● **Directions for this task**
From the line containing "Note to the class: point out the wooden plank walkway" through the last line below, copy every line exactly, leaving out the pictures.

● **Material for this task**
-- Opening Marker --
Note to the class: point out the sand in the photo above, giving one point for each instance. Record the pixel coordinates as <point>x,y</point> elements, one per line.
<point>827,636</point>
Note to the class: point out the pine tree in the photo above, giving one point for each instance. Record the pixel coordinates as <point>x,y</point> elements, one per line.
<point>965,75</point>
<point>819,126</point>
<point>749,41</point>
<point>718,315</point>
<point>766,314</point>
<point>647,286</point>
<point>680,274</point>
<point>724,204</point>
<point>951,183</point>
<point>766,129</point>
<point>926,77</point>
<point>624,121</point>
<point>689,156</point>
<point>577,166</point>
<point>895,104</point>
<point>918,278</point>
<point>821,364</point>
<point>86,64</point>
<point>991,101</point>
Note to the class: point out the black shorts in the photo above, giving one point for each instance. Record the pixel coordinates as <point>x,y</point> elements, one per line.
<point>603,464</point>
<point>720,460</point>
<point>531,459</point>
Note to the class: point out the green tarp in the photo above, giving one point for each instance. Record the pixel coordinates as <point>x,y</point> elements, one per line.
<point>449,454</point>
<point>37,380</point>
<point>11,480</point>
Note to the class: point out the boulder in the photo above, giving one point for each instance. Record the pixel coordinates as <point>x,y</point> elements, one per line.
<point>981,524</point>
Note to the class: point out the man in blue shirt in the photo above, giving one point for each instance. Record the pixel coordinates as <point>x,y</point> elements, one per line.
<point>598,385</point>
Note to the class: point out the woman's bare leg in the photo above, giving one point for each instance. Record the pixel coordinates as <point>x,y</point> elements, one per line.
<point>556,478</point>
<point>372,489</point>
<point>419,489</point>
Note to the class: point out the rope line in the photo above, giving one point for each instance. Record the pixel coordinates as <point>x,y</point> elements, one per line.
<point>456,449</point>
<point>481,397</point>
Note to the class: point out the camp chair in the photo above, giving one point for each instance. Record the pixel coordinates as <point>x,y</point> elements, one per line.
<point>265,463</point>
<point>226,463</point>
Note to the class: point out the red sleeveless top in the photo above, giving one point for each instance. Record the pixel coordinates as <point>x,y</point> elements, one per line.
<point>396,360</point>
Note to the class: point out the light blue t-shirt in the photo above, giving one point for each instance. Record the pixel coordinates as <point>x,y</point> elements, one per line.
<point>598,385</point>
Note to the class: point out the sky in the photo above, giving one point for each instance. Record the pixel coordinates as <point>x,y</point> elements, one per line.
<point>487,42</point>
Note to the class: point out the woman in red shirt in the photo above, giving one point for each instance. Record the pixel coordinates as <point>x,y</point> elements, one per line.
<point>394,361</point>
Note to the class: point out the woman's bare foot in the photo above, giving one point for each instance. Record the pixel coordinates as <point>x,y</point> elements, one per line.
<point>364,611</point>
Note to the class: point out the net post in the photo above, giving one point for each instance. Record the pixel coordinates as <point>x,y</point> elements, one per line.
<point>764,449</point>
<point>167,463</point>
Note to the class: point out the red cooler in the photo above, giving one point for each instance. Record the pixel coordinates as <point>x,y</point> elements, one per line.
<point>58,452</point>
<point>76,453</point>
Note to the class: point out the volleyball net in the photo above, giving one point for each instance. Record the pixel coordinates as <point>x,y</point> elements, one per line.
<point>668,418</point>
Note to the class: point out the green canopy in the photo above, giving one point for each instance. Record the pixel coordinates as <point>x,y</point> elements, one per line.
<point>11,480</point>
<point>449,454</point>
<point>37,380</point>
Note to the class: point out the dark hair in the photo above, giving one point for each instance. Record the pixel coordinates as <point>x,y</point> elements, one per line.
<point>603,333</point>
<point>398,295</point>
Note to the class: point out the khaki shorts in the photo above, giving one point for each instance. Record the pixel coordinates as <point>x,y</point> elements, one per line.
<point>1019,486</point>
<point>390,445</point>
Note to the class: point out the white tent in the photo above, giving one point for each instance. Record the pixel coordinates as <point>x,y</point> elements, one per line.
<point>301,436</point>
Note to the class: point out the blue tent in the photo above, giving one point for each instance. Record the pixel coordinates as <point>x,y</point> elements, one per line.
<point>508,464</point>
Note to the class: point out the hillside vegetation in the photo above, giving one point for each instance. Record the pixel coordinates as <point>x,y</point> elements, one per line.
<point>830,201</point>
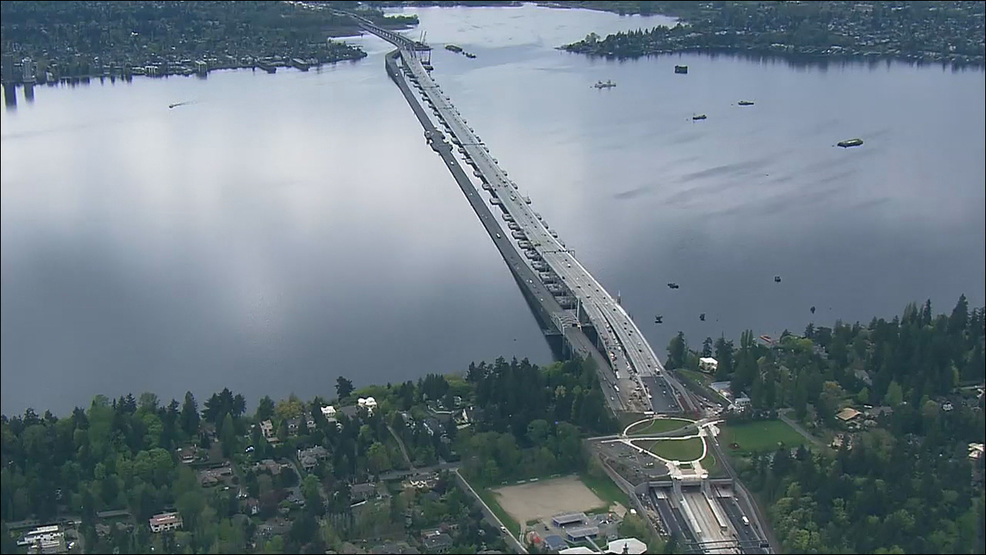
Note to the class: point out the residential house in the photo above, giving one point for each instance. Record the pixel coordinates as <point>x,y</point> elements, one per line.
<point>187,454</point>
<point>436,542</point>
<point>309,457</point>
<point>212,476</point>
<point>251,506</point>
<point>394,548</point>
<point>362,492</point>
<point>369,403</point>
<point>351,412</point>
<point>269,465</point>
<point>267,428</point>
<point>847,414</point>
<point>329,412</point>
<point>165,522</point>
<point>708,365</point>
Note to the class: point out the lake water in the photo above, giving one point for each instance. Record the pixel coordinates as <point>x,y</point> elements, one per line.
<point>281,230</point>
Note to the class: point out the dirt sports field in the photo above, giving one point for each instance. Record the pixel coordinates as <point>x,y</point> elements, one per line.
<point>542,499</point>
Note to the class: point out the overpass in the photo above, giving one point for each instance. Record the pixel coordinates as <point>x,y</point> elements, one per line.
<point>567,300</point>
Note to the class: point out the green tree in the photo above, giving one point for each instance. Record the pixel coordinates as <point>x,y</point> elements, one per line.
<point>677,349</point>
<point>190,415</point>
<point>343,387</point>
<point>265,409</point>
<point>895,394</point>
<point>228,436</point>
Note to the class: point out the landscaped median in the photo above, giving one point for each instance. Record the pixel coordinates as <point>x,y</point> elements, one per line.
<point>759,436</point>
<point>683,450</point>
<point>657,426</point>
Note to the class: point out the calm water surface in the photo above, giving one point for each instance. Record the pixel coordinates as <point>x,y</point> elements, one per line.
<point>281,230</point>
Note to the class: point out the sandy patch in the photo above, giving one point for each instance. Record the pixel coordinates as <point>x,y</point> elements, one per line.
<point>545,498</point>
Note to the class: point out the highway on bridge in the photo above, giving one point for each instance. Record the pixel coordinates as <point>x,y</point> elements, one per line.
<point>631,358</point>
<point>630,354</point>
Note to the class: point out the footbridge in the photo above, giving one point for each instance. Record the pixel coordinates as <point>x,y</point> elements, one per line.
<point>571,305</point>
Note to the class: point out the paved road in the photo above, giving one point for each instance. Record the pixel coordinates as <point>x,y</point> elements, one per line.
<point>744,497</point>
<point>745,533</point>
<point>400,443</point>
<point>630,354</point>
<point>489,514</point>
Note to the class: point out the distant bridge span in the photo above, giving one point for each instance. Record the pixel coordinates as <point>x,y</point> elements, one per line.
<point>566,299</point>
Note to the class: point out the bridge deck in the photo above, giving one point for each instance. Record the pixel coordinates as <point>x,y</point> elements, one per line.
<point>631,357</point>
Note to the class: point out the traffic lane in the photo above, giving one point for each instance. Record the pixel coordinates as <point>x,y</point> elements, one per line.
<point>665,511</point>
<point>745,533</point>
<point>661,398</point>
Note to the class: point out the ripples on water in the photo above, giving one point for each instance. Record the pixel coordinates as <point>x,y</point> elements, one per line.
<point>285,229</point>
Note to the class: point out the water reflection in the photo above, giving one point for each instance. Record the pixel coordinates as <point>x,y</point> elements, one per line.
<point>281,230</point>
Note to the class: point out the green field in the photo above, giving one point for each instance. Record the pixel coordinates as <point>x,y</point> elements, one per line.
<point>604,488</point>
<point>490,498</point>
<point>754,437</point>
<point>658,426</point>
<point>675,449</point>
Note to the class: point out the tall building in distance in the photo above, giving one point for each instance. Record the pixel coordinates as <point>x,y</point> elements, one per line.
<point>28,71</point>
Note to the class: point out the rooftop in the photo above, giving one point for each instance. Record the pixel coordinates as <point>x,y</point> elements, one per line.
<point>632,546</point>
<point>847,414</point>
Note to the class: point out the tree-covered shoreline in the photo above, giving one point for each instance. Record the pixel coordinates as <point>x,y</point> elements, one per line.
<point>900,408</point>
<point>83,39</point>
<point>942,32</point>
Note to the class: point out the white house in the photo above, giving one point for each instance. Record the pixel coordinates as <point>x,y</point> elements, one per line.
<point>369,403</point>
<point>708,364</point>
<point>164,522</point>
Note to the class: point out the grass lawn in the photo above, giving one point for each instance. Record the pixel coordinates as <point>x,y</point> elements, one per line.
<point>754,437</point>
<point>658,426</point>
<point>490,498</point>
<point>675,449</point>
<point>604,488</point>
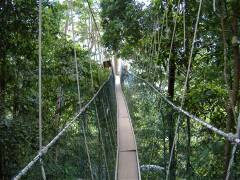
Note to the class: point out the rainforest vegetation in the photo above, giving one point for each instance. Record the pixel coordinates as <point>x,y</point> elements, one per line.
<point>156,39</point>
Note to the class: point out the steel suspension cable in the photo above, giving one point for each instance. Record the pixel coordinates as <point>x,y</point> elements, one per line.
<point>95,105</point>
<point>78,87</point>
<point>40,84</point>
<point>184,88</point>
<point>230,164</point>
<point>229,136</point>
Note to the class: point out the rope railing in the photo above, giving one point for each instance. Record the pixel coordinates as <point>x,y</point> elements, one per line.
<point>229,136</point>
<point>198,150</point>
<point>45,149</point>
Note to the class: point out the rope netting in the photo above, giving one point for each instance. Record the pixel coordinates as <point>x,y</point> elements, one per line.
<point>199,146</point>
<point>65,157</point>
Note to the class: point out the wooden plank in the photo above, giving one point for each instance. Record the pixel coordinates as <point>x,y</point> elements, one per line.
<point>127,165</point>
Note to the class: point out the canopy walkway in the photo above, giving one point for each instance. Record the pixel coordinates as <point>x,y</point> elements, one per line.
<point>126,165</point>
<point>129,130</point>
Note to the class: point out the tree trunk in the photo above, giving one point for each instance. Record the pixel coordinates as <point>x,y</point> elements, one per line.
<point>233,93</point>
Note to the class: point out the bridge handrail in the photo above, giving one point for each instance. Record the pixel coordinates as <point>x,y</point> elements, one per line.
<point>229,136</point>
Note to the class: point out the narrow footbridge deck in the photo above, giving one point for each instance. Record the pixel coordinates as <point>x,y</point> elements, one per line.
<point>127,166</point>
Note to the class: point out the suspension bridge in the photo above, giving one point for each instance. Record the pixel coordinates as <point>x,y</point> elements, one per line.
<point>113,142</point>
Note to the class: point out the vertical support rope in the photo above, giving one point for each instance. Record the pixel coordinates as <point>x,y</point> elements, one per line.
<point>184,25</point>
<point>75,55</point>
<point>78,87</point>
<point>185,87</point>
<point>233,151</point>
<point>40,83</point>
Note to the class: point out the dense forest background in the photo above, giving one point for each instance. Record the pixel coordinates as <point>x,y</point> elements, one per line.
<point>143,35</point>
<point>157,41</point>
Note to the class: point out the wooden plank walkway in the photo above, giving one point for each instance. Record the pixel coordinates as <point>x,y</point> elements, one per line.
<point>127,165</point>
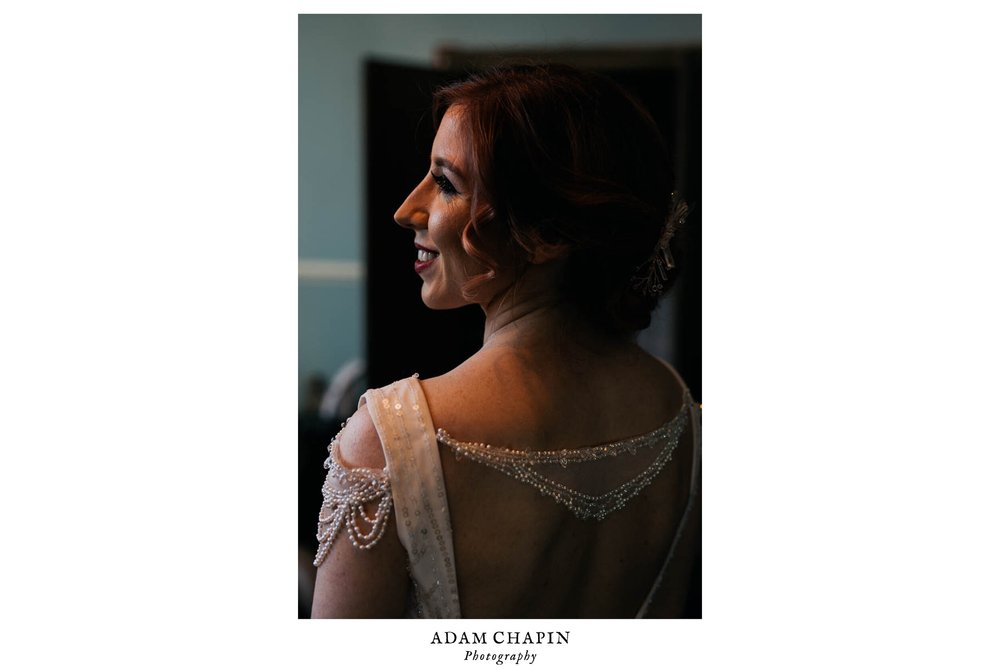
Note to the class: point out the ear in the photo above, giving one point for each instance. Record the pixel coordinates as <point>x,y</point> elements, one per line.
-- Closing Marker --
● **Problem solution**
Note to the class: point out the wooden plank walkway in the photo above, giving one point for each instance. Record the pixel coordinates as <point>x,y</point> elements, one per line.
<point>127,165</point>
Note to the class: point out the ear in the photo above, giving one point for each instance. Record the pixel coordinates as <point>x,y</point> elements, one per line.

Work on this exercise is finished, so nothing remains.